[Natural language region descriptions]
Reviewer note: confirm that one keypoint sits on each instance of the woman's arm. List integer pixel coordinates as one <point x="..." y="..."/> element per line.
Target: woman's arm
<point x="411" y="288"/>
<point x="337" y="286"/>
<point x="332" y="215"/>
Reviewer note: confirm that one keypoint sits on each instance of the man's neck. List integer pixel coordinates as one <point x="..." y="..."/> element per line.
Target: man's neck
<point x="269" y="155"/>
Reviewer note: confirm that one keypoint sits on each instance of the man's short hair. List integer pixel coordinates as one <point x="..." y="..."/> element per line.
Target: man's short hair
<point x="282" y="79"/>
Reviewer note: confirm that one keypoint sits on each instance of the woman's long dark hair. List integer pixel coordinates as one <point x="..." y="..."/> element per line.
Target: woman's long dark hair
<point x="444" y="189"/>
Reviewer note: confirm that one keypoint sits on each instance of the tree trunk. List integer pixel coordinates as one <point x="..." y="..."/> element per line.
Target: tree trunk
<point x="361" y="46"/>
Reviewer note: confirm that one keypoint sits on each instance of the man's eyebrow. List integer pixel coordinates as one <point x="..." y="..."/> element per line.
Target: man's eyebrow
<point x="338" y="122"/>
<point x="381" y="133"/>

EXERCISE BRIEF: Nothing outside the span should appear: transcribe the lines from the one containing "the man's eyebrow." through the last line of the records.

WRITTEN SOLUTION:
Reviewer note: confirm that one keypoint sits on each instance of the man's eyebrow. List integer pixel coordinates as one <point x="..." y="..."/> element per line.
Target: man's eyebrow
<point x="338" y="122"/>
<point x="381" y="133"/>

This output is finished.